THE EXERCISE:
Rewrite the lines that begin at the one containing "the boulder, formatted" and run through the last line, keeping the requests. Multiply every coordinate in the answers by 0.85 and round it to a whole number, with halves rounding up, and leave the numbers in the requests unchanged.

--- begin INFORMATION GIVEN ---

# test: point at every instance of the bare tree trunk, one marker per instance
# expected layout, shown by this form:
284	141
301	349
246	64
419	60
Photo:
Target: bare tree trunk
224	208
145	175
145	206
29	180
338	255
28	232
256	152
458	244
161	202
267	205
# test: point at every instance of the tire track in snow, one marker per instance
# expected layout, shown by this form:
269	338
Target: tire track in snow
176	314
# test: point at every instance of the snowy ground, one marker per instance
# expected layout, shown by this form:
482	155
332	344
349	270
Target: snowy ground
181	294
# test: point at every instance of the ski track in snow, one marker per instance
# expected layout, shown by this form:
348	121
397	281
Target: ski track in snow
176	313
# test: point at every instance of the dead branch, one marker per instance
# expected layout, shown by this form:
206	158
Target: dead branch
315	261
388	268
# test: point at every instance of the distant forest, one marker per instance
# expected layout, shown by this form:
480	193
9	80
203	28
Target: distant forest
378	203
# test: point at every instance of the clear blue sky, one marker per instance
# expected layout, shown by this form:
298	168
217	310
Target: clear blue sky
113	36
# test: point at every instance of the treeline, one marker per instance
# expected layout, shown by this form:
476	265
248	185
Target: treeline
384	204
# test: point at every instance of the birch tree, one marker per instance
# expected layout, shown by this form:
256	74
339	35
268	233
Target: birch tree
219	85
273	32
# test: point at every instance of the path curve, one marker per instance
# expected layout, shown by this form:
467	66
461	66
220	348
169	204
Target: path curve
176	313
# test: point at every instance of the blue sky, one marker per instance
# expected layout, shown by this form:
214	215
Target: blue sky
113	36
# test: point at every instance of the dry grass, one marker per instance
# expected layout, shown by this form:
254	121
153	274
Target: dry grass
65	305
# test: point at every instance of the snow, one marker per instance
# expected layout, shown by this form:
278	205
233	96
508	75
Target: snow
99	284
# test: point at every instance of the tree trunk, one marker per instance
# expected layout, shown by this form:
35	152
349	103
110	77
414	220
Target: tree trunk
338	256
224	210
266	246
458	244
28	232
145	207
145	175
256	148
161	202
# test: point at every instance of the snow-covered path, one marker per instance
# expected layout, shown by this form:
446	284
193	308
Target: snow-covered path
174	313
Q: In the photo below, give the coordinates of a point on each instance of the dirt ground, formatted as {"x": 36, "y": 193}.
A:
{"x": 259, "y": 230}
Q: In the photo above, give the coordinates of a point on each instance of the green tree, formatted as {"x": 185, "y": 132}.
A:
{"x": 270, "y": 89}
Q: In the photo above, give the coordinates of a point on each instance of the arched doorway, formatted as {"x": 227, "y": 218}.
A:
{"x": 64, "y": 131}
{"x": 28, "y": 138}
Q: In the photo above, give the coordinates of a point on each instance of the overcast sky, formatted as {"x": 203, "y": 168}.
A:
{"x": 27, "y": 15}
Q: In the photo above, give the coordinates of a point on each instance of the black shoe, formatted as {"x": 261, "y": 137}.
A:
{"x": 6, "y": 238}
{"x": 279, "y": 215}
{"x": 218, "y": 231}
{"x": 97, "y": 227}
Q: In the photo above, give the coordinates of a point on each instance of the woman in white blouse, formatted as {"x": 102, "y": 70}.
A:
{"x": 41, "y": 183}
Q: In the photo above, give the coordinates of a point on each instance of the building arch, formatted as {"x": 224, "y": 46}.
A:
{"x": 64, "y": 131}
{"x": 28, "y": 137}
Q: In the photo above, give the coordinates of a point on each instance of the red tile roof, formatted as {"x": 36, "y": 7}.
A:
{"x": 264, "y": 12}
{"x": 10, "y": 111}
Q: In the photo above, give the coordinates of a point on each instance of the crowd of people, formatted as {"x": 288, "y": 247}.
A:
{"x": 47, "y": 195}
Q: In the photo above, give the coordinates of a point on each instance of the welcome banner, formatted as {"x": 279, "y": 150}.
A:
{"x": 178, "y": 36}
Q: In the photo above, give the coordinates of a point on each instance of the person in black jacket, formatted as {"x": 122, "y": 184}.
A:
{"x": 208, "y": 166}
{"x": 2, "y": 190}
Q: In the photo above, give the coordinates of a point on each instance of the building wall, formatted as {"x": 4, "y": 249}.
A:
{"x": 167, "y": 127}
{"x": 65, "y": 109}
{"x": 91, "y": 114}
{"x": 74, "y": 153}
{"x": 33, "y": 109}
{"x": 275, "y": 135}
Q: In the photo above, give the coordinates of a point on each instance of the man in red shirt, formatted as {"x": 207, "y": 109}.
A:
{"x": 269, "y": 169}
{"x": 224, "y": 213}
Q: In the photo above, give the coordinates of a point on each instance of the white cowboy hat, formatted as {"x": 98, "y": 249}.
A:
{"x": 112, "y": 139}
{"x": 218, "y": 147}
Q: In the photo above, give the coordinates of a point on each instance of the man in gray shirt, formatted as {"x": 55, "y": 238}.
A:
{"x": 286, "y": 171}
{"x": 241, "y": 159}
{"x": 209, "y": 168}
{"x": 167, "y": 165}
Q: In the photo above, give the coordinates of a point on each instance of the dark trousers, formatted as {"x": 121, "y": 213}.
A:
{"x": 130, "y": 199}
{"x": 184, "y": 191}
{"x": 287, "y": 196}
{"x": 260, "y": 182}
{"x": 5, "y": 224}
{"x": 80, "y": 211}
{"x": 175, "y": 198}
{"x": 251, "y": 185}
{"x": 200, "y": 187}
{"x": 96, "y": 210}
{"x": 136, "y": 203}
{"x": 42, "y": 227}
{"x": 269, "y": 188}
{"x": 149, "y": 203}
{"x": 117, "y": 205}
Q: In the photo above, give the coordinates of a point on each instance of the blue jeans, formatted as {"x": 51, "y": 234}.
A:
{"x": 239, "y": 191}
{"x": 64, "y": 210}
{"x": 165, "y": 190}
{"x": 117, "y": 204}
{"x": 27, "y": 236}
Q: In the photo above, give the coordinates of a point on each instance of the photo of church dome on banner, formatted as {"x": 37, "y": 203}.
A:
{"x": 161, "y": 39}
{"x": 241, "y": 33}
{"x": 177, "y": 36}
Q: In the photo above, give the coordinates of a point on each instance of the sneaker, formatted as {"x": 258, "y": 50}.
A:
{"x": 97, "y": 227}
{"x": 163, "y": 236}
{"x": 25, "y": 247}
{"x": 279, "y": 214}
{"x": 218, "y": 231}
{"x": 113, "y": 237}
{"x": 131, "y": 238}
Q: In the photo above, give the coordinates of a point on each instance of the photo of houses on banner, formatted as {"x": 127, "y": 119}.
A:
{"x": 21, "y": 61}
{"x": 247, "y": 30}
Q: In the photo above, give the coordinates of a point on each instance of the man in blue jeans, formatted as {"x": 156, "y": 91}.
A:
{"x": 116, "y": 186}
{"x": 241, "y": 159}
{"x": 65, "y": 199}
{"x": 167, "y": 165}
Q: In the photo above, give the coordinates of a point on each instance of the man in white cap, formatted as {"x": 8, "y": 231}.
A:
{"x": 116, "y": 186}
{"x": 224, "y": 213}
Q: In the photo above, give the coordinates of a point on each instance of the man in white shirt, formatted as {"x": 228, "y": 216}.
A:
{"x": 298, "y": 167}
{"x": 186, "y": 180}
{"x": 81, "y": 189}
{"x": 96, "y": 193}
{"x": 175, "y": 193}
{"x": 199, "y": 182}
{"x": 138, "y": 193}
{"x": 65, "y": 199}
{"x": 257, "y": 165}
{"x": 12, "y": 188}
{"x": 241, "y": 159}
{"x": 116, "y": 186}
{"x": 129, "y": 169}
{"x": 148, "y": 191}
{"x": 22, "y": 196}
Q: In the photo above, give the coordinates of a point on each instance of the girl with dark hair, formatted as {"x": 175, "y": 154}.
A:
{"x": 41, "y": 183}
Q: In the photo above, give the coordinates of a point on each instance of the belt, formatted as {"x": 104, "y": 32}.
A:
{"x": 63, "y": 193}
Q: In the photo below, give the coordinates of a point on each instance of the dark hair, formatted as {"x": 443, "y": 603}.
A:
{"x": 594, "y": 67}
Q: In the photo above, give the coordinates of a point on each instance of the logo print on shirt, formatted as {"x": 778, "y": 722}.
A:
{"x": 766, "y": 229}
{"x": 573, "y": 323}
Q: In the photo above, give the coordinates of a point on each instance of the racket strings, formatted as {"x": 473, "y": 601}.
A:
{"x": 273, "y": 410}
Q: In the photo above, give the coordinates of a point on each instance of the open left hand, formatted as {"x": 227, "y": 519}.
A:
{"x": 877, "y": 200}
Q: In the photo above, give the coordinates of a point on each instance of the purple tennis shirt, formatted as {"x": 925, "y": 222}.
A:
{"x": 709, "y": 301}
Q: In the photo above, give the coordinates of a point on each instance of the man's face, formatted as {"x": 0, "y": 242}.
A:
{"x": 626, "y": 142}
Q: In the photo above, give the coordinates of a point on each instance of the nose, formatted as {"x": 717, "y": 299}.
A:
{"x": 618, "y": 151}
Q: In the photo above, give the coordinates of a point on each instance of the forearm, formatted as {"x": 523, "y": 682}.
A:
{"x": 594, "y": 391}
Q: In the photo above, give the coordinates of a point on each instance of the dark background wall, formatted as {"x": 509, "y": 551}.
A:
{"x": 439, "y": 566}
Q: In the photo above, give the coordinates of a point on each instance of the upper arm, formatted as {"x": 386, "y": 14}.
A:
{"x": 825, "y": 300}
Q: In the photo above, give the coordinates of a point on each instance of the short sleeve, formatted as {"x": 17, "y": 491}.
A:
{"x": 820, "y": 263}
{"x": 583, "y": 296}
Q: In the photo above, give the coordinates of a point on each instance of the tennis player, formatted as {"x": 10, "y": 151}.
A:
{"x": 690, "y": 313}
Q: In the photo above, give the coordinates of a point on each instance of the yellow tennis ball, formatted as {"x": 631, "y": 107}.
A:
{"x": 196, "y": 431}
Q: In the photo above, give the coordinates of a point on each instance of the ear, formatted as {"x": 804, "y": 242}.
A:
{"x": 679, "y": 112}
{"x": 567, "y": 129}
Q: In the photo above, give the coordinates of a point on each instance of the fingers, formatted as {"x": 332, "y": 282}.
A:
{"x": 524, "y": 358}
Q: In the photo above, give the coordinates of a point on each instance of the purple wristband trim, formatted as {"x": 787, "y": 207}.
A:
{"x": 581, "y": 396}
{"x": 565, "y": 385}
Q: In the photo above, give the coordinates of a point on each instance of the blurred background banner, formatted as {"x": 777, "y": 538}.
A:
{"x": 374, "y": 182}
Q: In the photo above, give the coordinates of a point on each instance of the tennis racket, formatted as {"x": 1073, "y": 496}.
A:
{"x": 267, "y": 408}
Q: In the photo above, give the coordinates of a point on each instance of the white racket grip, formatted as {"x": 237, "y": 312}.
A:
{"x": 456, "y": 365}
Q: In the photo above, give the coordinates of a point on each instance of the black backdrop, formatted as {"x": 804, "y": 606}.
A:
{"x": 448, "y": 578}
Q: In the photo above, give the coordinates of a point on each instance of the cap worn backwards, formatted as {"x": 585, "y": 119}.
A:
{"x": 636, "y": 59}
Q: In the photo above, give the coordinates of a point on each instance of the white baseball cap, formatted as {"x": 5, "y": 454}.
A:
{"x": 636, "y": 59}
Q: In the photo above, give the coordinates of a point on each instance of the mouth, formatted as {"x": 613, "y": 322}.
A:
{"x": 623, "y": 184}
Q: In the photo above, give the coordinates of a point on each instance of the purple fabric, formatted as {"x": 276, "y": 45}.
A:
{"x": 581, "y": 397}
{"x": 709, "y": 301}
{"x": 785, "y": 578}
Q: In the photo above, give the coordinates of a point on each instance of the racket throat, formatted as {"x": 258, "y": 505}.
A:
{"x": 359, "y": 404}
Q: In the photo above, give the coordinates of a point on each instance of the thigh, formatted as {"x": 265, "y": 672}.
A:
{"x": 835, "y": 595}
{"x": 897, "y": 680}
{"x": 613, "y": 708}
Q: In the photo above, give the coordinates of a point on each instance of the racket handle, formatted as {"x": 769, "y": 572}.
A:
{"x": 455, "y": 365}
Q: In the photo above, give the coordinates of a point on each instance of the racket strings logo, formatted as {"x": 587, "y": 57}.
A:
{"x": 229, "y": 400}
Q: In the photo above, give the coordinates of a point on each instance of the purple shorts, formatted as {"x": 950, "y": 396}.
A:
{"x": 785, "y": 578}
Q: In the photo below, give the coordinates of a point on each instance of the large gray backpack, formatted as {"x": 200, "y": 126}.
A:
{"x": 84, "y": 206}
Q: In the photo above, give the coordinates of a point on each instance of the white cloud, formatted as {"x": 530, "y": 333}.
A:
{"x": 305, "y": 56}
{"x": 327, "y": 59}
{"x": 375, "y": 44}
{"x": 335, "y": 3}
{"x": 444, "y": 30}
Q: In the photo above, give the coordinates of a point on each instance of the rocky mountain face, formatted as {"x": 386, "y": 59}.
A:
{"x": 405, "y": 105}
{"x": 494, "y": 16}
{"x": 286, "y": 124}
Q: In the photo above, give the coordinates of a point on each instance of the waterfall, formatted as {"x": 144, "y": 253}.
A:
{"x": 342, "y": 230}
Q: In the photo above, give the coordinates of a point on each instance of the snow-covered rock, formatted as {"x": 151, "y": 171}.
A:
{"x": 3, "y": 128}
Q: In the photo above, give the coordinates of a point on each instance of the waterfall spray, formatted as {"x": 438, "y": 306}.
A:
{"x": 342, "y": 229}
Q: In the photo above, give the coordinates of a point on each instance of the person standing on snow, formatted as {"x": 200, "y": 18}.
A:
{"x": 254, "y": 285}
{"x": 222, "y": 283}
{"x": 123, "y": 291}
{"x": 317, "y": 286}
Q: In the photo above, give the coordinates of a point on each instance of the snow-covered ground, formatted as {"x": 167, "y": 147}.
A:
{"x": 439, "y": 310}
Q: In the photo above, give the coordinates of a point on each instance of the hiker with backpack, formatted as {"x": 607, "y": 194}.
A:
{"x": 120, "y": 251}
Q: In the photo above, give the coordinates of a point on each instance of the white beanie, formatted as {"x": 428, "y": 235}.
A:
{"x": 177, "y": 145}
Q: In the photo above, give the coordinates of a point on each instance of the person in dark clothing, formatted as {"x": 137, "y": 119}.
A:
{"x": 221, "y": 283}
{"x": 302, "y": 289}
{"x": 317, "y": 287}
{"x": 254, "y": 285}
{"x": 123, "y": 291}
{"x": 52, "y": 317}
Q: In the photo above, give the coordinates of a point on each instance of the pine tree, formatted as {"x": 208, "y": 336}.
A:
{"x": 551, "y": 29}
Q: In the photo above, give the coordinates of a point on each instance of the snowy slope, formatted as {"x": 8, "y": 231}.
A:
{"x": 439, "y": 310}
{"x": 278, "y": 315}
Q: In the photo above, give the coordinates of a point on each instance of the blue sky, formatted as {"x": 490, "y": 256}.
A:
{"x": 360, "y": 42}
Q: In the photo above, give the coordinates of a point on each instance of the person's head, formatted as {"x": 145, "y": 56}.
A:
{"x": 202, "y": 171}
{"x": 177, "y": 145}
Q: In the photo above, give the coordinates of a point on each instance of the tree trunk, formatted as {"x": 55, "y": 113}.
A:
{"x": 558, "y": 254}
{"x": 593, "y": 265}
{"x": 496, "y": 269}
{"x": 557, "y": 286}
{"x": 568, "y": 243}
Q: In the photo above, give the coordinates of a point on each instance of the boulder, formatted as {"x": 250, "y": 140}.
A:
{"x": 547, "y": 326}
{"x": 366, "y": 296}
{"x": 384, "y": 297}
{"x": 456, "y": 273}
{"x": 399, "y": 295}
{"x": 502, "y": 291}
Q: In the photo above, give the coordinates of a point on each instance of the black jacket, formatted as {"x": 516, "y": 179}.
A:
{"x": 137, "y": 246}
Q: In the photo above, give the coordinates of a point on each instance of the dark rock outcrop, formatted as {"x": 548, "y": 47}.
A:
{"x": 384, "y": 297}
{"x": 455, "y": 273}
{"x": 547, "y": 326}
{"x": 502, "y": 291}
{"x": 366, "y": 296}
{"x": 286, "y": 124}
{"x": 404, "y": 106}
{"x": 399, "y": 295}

--- end INFORMATION GIVEN ---

THE RESPONSE:
Q: In the photo above, give the coordinates of a point on each instance of the boulder, formatted as {"x": 250, "y": 140}.
A:
{"x": 465, "y": 277}
{"x": 311, "y": 252}
{"x": 326, "y": 252}
{"x": 388, "y": 232}
{"x": 339, "y": 251}
{"x": 427, "y": 247}
Q: In the photo above, give the coordinates of a point on each instance of the black jacket, formatted as {"x": 516, "y": 179}.
A:
{"x": 116, "y": 209}
Q: In the photo above, give the coordinates of a point on each instance of the dark rock outcrop, formatted as {"x": 548, "y": 47}.
A:
{"x": 326, "y": 252}
{"x": 387, "y": 232}
{"x": 465, "y": 277}
{"x": 427, "y": 247}
{"x": 311, "y": 252}
{"x": 243, "y": 105}
{"x": 343, "y": 90}
{"x": 339, "y": 251}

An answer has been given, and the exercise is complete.